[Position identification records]

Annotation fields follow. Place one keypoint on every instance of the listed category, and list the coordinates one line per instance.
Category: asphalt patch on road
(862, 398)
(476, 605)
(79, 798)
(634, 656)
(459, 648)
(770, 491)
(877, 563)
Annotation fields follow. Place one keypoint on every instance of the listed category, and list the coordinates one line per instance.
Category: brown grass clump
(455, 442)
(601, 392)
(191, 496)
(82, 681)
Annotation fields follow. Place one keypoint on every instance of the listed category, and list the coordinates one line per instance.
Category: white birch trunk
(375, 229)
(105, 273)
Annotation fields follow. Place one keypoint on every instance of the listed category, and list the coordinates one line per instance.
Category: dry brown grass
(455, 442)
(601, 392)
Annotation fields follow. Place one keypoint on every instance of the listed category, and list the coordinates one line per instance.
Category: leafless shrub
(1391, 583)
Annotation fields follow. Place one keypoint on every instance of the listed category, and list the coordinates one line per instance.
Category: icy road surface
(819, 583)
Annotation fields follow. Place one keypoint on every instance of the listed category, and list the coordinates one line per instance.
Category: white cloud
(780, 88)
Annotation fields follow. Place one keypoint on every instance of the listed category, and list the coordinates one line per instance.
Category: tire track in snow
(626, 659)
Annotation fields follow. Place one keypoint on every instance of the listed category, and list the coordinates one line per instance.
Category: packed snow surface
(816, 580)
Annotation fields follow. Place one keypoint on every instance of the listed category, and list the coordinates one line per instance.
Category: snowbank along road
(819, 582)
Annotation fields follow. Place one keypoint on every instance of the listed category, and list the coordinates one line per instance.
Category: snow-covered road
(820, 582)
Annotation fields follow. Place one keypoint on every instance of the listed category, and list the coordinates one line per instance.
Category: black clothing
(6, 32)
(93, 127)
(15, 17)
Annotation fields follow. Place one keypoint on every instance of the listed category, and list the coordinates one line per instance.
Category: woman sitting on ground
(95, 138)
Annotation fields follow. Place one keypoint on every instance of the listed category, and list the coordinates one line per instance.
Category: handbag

* _EXERCISE PROMPT_: Repeat the records exactly, including every line.

* _COMPLETE ANSWER_:
Annotation fields follow. Place one keypoint on every instance of the listed category, and list the coordinates one line per instance.
Category: asphalt patch on road
(862, 398)
(476, 605)
(79, 798)
(634, 656)
(459, 648)
(770, 491)
(877, 563)
Annotation fields follow. Place one keypoint on every instance of the listed category, and list the coordinates one line per instance.
Category: brown grass clump
(455, 442)
(601, 392)
(191, 496)
(82, 681)
Annotation fields follow. Place one keypoint on every instance of the listed category, and list the coordinates one line per instance.
Category: white birch trunk
(375, 229)
(105, 273)
Annotation fields follow. Place one keypoint on every instance of the listed category, and list the coordinates one line per instance.
Category: dry brown grass
(455, 442)
(601, 392)
Annotation fields follow. Place one keypoint on every instance of the listed category, and list the coordinates one line per instance.
Category: leafless shrub
(1391, 583)
Annotation fields follow. Place one keypoint on every instance of the listed category, and list the coordinates one line per instance.
Category: icy road surface
(819, 583)
Annotation fields follow. Place one keypoint on every instance of the listed category, and list the coordinates one line per instance.
Category: white cloud
(780, 88)
Annotation fields follow. Place one keypoint on every instance of the listed category, and list the coordinates one line per instance.
Category: tire track in snow
(626, 659)
Annotation fields follow. Place one keypoint on every instance of the listed category, and list the coordinates one line per instance.
Category: packed snow surface
(816, 580)
Annotation fields follow. Place one keypoint on every instance of the listed category, and list the coordinates one line per instance.
Category: snowbank along road
(819, 582)
Annotation fields follow. Place one keypoint on every instance of the listed category, and list the coordinates one line per instance.
Category: snow-covered road
(820, 582)
Annotation fields follow. Place one keypoint on every instance of the listed category, and list the coordinates one line per instance.
Category: black clothing
(6, 32)
(93, 127)
(15, 17)
Annotation fields follow. Place one keypoint on every instance of the listed category, and list the coordinates one line per instance.
Category: woman sitting on ground
(95, 138)
Annotation fields follow. Place one keypoint on every instance of the listed category, and list the coordinates one line per instance.
Category: handbag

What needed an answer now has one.